-- Exercise aim --
Reproduce the closing part of the entries exactly: the line with "In this picture, where can the white sailboat" and all lines after it, ending with the last line, and nothing else.

>> BEGIN Provided data

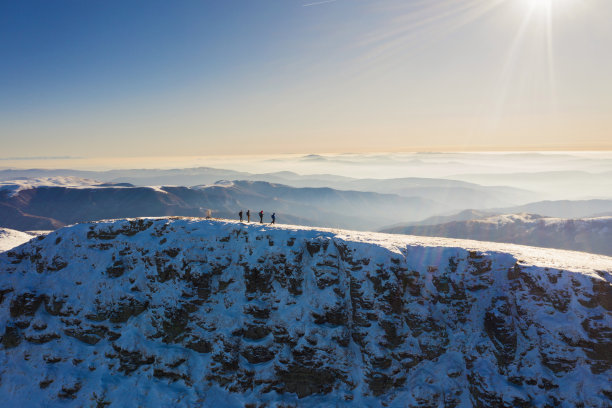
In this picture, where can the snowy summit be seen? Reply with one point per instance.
(189, 312)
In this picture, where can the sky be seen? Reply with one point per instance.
(154, 78)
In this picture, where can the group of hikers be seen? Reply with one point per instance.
(248, 214)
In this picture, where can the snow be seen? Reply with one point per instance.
(13, 187)
(9, 238)
(227, 251)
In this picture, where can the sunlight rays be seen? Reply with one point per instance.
(528, 65)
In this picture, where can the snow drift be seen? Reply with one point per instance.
(186, 312)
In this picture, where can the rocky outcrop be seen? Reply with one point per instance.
(209, 313)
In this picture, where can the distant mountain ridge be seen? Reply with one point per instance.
(189, 313)
(50, 206)
(583, 234)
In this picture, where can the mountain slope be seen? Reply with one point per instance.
(585, 234)
(11, 238)
(183, 312)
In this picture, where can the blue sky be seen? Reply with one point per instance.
(138, 78)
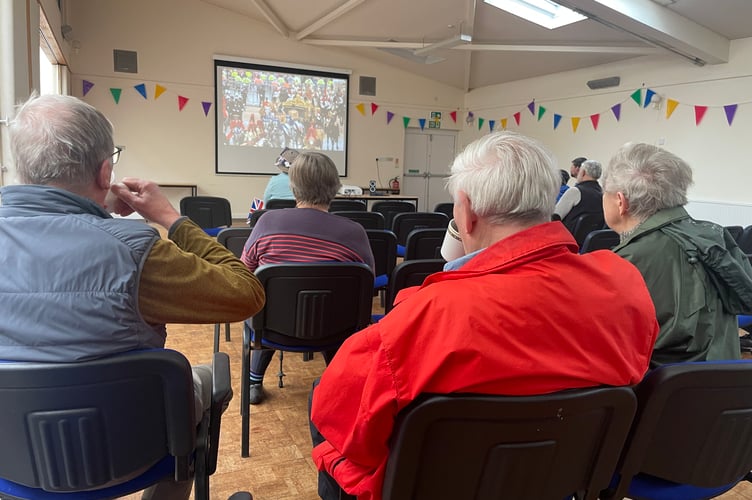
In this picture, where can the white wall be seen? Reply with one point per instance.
(718, 153)
(175, 41)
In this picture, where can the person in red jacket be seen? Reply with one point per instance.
(521, 313)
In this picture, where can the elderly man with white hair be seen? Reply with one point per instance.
(697, 276)
(494, 324)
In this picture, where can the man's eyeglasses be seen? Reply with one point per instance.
(116, 155)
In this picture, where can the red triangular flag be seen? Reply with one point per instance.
(594, 120)
(182, 101)
(699, 113)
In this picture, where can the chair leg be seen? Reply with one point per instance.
(281, 374)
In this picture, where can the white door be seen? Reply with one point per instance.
(428, 156)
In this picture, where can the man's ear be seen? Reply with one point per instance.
(622, 202)
(104, 175)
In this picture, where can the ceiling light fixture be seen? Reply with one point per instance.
(544, 13)
(444, 44)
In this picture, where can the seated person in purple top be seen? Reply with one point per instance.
(307, 233)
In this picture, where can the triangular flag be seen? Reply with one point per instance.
(648, 97)
(616, 110)
(670, 107)
(141, 88)
(699, 113)
(637, 96)
(730, 111)
(594, 119)
(182, 101)
(575, 123)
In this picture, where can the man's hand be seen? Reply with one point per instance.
(145, 198)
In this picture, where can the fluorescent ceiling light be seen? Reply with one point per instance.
(545, 13)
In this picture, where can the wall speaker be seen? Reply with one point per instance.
(603, 83)
(126, 61)
(367, 86)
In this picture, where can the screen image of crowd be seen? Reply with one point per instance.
(274, 109)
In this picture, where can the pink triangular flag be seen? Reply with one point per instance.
(182, 101)
(699, 113)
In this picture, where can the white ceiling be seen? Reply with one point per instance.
(504, 47)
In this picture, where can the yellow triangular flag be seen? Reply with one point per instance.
(575, 123)
(670, 107)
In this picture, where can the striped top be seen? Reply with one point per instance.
(292, 235)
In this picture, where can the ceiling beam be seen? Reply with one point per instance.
(272, 17)
(658, 26)
(327, 18)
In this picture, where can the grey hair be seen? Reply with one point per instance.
(650, 178)
(314, 178)
(592, 168)
(507, 177)
(57, 139)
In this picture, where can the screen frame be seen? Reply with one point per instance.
(269, 155)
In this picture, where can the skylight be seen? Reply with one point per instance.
(545, 13)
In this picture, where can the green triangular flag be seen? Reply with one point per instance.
(637, 96)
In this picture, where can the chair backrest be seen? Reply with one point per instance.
(424, 243)
(255, 216)
(519, 447)
(384, 248)
(585, 224)
(95, 424)
(410, 273)
(693, 427)
(389, 208)
(276, 203)
(600, 239)
(348, 206)
(234, 238)
(369, 220)
(445, 208)
(207, 211)
(315, 305)
(403, 223)
(745, 240)
(735, 232)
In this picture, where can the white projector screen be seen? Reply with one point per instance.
(263, 107)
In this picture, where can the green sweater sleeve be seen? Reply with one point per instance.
(190, 278)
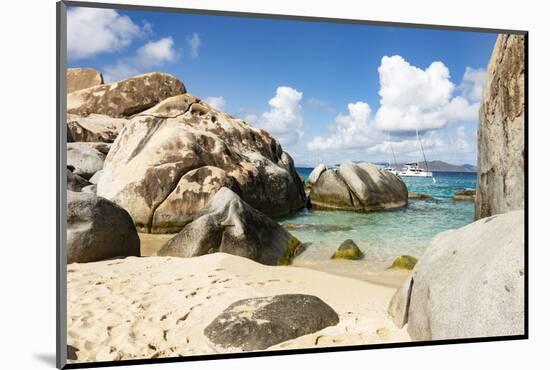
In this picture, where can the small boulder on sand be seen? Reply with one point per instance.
(348, 250)
(404, 262)
(258, 323)
(228, 224)
(98, 229)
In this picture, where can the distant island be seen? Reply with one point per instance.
(440, 166)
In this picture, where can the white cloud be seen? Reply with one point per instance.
(320, 104)
(350, 131)
(216, 102)
(93, 31)
(413, 98)
(152, 54)
(472, 83)
(194, 42)
(284, 120)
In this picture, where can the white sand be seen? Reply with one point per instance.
(159, 306)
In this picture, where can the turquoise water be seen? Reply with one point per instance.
(384, 235)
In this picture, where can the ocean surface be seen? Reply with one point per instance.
(382, 236)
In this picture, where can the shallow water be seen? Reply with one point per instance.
(384, 235)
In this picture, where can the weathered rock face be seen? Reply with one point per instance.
(85, 159)
(98, 229)
(358, 187)
(314, 175)
(82, 78)
(94, 128)
(183, 150)
(229, 225)
(258, 323)
(124, 98)
(469, 283)
(501, 152)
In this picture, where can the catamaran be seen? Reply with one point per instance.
(413, 169)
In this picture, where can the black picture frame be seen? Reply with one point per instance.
(61, 197)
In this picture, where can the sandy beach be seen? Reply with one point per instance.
(159, 306)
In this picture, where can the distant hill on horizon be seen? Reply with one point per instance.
(440, 166)
(434, 166)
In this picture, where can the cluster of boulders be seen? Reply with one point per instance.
(470, 282)
(166, 162)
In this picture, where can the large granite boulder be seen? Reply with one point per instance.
(316, 173)
(176, 155)
(93, 128)
(124, 98)
(85, 160)
(469, 283)
(258, 323)
(227, 224)
(358, 187)
(82, 78)
(98, 229)
(501, 152)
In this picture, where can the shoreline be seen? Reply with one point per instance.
(144, 307)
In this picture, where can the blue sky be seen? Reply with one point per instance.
(324, 90)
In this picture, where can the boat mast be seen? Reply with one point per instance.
(422, 149)
(392, 152)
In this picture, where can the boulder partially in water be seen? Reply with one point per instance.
(228, 224)
(469, 283)
(468, 195)
(359, 187)
(348, 250)
(258, 323)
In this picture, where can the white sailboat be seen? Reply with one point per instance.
(389, 167)
(413, 169)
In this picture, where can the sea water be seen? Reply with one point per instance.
(384, 235)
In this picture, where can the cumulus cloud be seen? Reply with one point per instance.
(216, 102)
(152, 54)
(319, 104)
(284, 120)
(194, 42)
(472, 83)
(349, 131)
(414, 98)
(93, 31)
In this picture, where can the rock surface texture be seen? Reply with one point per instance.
(98, 229)
(168, 161)
(93, 128)
(85, 159)
(82, 78)
(501, 152)
(124, 98)
(358, 187)
(469, 283)
(258, 323)
(229, 225)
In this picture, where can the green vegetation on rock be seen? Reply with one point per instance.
(290, 252)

>> END Provided data

-- Exercise result --
In this picture, where can the white sailboat be seen? Reply with one point per instance.
(389, 167)
(413, 169)
In this picture, where can the sea water be seen? Reply with one point per instance.
(384, 235)
In this picture, where can the cumulus cloud be seen? Reply with one point per instance.
(216, 102)
(152, 54)
(319, 104)
(284, 120)
(194, 42)
(472, 83)
(349, 131)
(414, 98)
(93, 31)
In this picture, where can the rock surface texture be seen? Reply with one point per instance.
(98, 229)
(168, 161)
(93, 128)
(85, 159)
(82, 78)
(501, 152)
(124, 98)
(358, 187)
(469, 283)
(258, 323)
(229, 225)
In this picture, where can the green vegetation on rock be seen? Reply with one point per instance.
(290, 252)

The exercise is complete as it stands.